◆ **STATED EXERCISE 1**
Pick out each row below that contains the string "jeep", and copy every such row in full. Case counts.
═══
The .NET[2] framework is a set of facilities and technologies developed by Microsoft to provide new levels of functionality for applications and development tools. These technologies include a runtime system with features such as garbage collection, just-in-time compilation, and a type system available for use by many languages.
This paper describes an exploratory implementation of the Python language for the .NET framework. It describes the scope of the project, the experiences and problems in implementing a language such as Python for .NET, and a brief discussion of future directions both Python and .NET could take to address these issues.
Mark Hammond and Greg Stein created the Python for .NET implementation between early 1999 and July 2000. The work was performed under contract to Microsoft, and all work described here is subject to the following copyright:
Portions Copyright 1999-2000 Microsoft Corporation.
Portions Copyright 1997-1999 Greg Stein and Bill Tutt.
Also refer to the copyright information for the specific version of Python you are using.
The terms of the contract allow for unlimited use and copying of Python for .NET, including all source code, provided all copyright information remains in place.
The implementation can be found at http://www.ActiveState.com/.NET - this includes all source code, documentation and the latest version of this document.
The term Python will often be ambiguous in this document. Therefore, the following conventions are used.
Whenever the term Python is used alone, it will refer to the Python language specification[4] rather than a specific implementation.
═══
◆ **STATED EXERCISE 2**
State whether each statement agrees with the Python for .NET passage above, answering yes or no and quoting the deciding words of that passage. (a) Mark Hammond and Greg Stein created the implementation between early 1999 and July 2000. (b) The contract terms restrict copying of the source code. (c) When used alone, the term Python refers to a specific implementation.

[Named-object pointing rows]
═══
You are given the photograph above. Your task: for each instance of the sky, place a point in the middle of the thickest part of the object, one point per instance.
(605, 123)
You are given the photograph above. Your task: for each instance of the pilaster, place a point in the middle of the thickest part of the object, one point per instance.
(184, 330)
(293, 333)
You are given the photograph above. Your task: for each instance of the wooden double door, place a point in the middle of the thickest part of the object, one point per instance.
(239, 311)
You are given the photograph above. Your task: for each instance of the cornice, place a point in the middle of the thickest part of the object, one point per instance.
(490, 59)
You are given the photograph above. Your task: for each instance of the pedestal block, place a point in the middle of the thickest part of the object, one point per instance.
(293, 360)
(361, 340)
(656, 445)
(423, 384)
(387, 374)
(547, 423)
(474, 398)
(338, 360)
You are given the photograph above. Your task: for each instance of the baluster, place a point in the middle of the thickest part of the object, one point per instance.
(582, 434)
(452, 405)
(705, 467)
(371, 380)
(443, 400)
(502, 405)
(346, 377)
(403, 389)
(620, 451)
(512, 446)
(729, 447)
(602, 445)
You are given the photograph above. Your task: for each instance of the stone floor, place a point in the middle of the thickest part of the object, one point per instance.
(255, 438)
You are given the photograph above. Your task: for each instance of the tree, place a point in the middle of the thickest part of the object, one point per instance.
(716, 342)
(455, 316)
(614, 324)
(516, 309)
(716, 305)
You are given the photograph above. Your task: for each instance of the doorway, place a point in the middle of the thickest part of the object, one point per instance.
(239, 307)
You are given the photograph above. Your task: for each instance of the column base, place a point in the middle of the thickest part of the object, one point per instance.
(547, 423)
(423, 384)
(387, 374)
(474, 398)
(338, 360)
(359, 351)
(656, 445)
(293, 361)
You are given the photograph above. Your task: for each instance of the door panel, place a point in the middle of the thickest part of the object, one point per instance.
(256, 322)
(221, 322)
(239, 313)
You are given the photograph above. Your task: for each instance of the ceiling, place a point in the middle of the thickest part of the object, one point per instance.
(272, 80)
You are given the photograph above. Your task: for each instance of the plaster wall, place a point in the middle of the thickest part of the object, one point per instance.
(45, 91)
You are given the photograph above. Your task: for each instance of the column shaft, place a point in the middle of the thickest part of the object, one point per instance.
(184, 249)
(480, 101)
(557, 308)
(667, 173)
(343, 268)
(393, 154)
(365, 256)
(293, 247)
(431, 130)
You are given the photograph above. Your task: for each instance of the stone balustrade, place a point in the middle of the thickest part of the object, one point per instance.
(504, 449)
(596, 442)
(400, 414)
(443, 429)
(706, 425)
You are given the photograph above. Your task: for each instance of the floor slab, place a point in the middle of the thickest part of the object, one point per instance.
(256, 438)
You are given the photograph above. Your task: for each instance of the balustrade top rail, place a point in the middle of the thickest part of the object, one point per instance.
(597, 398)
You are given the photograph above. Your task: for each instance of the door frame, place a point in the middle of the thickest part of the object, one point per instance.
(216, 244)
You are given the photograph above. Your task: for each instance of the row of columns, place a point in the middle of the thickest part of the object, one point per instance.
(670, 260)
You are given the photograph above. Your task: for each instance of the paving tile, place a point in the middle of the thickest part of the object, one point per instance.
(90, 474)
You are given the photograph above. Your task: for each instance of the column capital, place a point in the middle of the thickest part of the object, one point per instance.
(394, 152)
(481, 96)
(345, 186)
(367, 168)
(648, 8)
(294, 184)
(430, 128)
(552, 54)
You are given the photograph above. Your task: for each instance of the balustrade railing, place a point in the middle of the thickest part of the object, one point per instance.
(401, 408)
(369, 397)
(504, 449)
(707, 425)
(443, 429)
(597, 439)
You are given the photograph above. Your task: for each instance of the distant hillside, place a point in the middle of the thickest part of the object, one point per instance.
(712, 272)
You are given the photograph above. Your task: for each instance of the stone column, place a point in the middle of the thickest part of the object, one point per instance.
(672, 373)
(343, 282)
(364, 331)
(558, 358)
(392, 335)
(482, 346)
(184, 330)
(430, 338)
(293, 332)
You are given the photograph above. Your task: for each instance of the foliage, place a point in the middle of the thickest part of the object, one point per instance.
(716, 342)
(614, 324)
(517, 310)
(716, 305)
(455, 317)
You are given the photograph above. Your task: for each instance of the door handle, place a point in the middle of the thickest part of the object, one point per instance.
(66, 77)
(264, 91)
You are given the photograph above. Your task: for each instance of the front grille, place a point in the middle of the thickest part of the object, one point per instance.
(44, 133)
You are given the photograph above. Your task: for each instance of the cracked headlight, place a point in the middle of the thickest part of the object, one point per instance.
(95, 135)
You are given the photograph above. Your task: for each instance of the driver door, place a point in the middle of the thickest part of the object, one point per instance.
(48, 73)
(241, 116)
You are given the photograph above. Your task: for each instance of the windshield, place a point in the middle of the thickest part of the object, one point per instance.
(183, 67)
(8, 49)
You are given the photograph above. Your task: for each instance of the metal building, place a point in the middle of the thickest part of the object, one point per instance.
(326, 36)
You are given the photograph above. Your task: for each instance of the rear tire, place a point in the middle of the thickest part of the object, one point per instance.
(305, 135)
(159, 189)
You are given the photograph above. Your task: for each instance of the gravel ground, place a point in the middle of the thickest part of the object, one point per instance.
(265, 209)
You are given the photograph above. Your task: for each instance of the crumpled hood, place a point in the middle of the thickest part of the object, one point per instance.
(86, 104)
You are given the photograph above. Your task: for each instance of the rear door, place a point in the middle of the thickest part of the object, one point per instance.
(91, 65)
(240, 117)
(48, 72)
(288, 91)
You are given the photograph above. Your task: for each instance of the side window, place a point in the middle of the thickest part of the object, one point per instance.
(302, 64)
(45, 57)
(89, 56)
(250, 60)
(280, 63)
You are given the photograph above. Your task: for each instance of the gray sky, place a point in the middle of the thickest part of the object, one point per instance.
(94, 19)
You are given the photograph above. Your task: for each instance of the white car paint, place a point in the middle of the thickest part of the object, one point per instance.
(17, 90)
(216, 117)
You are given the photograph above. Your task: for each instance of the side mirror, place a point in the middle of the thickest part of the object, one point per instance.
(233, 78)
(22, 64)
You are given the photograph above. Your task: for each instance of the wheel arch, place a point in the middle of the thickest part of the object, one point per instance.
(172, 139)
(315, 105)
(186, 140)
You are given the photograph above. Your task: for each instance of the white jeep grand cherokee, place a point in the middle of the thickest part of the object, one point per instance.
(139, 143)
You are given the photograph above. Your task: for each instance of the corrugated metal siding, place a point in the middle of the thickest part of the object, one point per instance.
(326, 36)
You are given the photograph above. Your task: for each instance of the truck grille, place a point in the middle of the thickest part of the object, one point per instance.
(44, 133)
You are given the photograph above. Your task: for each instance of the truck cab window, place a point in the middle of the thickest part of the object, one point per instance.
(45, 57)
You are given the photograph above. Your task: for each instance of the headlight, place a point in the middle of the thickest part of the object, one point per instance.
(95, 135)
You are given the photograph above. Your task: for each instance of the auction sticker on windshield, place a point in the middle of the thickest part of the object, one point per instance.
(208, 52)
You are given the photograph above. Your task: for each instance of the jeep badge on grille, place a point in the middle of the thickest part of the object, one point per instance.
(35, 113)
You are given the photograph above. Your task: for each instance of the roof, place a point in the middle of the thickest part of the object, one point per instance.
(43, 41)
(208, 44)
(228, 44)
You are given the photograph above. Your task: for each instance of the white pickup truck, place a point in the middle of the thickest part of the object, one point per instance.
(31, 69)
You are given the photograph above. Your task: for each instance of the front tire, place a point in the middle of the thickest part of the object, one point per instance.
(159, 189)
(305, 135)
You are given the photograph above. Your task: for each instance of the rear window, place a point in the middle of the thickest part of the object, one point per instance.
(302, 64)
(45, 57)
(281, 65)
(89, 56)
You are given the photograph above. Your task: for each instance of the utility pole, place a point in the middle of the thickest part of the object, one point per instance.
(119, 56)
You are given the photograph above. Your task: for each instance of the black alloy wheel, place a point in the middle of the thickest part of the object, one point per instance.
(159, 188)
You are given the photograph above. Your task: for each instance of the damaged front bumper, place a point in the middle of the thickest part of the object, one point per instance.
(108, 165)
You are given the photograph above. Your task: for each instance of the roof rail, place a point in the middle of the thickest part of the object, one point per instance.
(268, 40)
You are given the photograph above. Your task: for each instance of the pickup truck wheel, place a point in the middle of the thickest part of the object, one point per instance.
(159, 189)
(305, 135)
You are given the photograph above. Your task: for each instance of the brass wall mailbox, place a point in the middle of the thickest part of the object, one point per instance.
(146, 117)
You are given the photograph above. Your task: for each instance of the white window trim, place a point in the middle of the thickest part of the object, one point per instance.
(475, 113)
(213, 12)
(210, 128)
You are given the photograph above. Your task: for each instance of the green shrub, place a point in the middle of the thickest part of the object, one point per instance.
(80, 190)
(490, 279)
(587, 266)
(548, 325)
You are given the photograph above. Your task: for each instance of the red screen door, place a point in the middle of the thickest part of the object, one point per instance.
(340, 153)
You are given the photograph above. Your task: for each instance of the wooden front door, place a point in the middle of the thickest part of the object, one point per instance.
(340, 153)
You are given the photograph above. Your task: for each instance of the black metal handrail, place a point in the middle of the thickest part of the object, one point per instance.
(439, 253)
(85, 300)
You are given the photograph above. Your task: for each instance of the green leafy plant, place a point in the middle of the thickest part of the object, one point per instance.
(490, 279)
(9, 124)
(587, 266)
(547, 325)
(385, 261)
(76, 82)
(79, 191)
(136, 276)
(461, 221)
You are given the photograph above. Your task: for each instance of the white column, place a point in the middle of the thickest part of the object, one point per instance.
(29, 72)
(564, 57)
═══
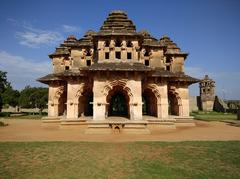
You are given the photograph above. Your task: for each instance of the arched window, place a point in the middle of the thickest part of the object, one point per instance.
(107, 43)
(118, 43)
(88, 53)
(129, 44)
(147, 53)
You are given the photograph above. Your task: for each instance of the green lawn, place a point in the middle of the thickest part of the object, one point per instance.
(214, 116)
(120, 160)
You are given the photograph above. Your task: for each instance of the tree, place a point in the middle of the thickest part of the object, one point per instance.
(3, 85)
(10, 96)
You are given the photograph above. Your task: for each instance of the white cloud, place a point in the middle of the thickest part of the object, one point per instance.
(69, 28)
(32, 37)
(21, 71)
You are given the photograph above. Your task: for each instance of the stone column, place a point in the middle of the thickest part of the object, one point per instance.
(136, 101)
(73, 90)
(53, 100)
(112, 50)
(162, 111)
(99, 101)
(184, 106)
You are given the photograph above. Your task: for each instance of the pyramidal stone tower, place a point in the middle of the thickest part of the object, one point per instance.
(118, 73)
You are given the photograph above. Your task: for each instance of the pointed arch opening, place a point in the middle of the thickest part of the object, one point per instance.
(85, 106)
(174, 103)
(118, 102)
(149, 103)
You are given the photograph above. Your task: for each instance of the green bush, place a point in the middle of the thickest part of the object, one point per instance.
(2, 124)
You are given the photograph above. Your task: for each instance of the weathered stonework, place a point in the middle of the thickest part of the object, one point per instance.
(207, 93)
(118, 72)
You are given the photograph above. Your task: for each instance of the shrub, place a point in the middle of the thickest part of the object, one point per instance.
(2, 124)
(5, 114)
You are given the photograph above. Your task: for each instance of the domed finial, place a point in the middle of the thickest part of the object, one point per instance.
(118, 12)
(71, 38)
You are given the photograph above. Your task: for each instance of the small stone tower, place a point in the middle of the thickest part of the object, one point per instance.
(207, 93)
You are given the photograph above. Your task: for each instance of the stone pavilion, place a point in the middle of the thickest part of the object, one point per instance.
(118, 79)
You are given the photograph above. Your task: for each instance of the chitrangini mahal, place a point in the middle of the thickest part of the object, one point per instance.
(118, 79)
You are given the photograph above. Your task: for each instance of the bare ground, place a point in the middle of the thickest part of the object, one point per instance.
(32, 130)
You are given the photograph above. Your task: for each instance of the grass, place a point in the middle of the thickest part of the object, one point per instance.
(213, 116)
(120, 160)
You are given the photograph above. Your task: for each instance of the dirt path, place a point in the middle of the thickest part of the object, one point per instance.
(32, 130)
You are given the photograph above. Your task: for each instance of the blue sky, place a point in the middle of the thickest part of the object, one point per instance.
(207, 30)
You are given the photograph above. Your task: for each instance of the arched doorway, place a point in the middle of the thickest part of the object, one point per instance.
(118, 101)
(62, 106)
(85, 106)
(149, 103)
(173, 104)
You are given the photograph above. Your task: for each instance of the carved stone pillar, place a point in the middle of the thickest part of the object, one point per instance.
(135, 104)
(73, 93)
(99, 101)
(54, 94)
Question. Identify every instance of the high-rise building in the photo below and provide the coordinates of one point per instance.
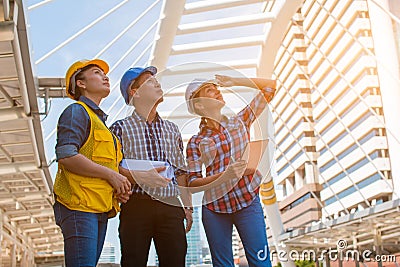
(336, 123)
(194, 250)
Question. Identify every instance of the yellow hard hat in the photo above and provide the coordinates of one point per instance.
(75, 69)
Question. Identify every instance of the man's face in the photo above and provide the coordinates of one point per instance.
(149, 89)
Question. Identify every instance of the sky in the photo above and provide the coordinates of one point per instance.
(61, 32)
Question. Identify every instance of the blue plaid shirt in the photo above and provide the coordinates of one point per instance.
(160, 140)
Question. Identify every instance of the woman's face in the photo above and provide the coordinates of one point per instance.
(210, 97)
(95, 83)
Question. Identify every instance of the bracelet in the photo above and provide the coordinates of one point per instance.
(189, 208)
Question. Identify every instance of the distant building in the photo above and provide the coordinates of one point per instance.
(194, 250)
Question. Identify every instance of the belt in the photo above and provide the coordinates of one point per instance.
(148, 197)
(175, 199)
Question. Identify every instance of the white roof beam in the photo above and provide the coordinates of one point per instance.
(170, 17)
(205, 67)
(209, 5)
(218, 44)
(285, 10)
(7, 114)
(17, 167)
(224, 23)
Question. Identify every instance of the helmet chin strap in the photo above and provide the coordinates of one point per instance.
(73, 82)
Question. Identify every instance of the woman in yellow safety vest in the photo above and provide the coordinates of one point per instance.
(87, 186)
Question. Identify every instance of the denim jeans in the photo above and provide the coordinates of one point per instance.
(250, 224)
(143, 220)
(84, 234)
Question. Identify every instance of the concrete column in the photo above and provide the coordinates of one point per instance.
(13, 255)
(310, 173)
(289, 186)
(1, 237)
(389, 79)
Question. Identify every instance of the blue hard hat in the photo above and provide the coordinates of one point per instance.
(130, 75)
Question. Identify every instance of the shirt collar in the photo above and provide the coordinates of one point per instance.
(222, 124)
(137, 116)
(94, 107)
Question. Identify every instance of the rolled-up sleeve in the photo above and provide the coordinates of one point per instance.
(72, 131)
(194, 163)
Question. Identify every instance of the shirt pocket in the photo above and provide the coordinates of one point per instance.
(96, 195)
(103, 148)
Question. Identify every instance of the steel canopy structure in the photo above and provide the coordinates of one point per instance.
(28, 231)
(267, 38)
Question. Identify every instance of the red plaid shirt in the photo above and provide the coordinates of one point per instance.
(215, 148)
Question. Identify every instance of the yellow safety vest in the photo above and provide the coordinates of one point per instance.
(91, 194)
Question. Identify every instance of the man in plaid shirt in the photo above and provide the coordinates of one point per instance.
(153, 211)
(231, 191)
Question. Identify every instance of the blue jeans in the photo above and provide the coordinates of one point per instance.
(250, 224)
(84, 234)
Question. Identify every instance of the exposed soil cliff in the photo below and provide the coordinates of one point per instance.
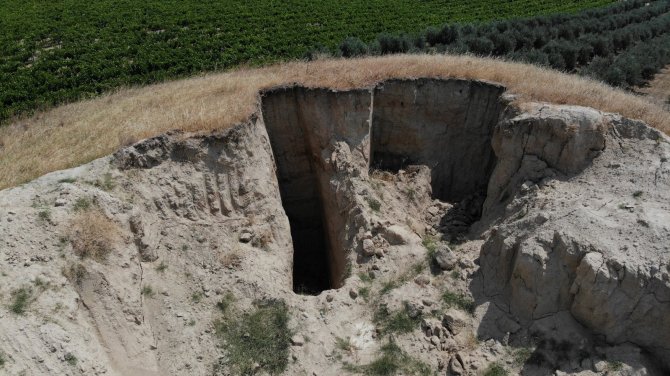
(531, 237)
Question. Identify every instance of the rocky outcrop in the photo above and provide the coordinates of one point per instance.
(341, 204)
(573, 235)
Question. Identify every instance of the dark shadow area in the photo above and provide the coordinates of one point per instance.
═══
◆ **CORRECT RESULT 1**
You are given the photograph above. Your task: for each instance of the white jeep grand cherokee, place a point in the middle of the thickest part of the object, one point per instance.
You are given the photograph above. Your task: for each instance of the jeep badge on grille, place a point in the middle of the thickest part of the object, one point per instance.

◆ **CORRECT RESULT 2**
(a) Yes: "Mark Hammond and Greg Stein created the Python for .NET implementation between early 1999 and July 2000."
(b) No: "The terms of the contract allow for unlimited use and copying of Python for .NET, including all source code, provided all copyright information remains in place."
(c) No: "Whenever the term Python is used alone, it will refer to the Python language specification"